Exercise input:
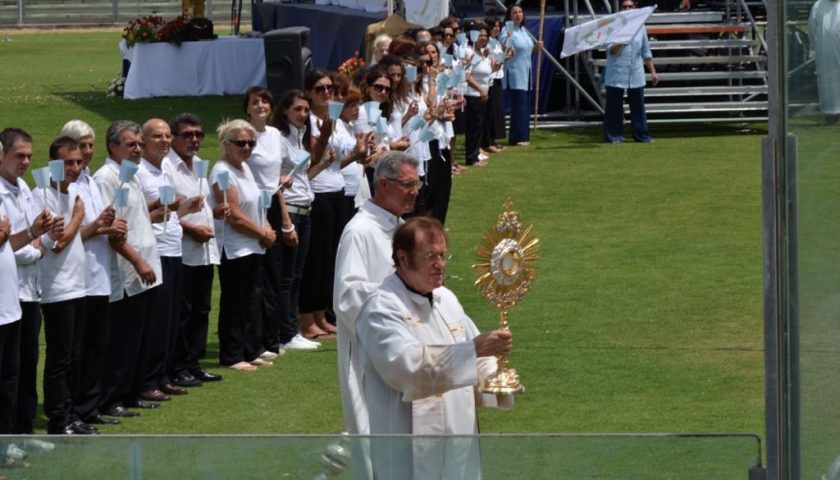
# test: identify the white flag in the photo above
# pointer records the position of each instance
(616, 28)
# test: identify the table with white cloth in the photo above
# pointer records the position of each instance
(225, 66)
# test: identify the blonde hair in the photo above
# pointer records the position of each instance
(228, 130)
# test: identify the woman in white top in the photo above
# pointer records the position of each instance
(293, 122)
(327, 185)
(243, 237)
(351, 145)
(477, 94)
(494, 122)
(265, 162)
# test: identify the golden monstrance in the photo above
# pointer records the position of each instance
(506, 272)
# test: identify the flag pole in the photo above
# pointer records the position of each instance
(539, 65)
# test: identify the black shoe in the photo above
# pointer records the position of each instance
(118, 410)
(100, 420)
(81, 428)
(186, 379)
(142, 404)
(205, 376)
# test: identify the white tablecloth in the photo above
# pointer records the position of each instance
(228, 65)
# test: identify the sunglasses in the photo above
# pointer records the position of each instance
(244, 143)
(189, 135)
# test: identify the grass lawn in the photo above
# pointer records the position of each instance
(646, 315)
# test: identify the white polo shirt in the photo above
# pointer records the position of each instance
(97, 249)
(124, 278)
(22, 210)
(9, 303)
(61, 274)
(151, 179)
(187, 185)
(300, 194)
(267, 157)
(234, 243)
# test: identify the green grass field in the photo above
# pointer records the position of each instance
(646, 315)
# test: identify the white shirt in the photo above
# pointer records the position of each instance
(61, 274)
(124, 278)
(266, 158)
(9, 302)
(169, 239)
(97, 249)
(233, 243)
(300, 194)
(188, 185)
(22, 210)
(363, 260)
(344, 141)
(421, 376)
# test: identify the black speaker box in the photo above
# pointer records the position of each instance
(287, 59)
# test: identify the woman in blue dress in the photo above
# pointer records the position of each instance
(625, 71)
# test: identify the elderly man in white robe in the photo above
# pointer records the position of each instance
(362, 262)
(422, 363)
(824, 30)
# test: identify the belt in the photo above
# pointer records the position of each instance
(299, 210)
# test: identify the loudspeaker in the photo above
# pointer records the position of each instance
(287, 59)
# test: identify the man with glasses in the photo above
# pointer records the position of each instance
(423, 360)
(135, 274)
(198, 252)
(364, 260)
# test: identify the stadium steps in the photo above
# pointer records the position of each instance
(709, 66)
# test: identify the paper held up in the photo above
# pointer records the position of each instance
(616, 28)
---
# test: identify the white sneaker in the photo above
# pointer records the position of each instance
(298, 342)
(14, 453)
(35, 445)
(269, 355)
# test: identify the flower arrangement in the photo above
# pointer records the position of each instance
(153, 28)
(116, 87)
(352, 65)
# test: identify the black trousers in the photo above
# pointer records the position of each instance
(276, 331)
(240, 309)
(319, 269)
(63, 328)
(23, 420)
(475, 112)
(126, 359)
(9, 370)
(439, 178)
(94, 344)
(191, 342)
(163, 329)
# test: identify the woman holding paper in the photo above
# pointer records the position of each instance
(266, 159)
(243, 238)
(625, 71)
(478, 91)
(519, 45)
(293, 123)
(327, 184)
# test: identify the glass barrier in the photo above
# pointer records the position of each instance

Challenge:
How many lines in the rows above contain the string "grass"? Reply with the number only.

Output for this exercise:
2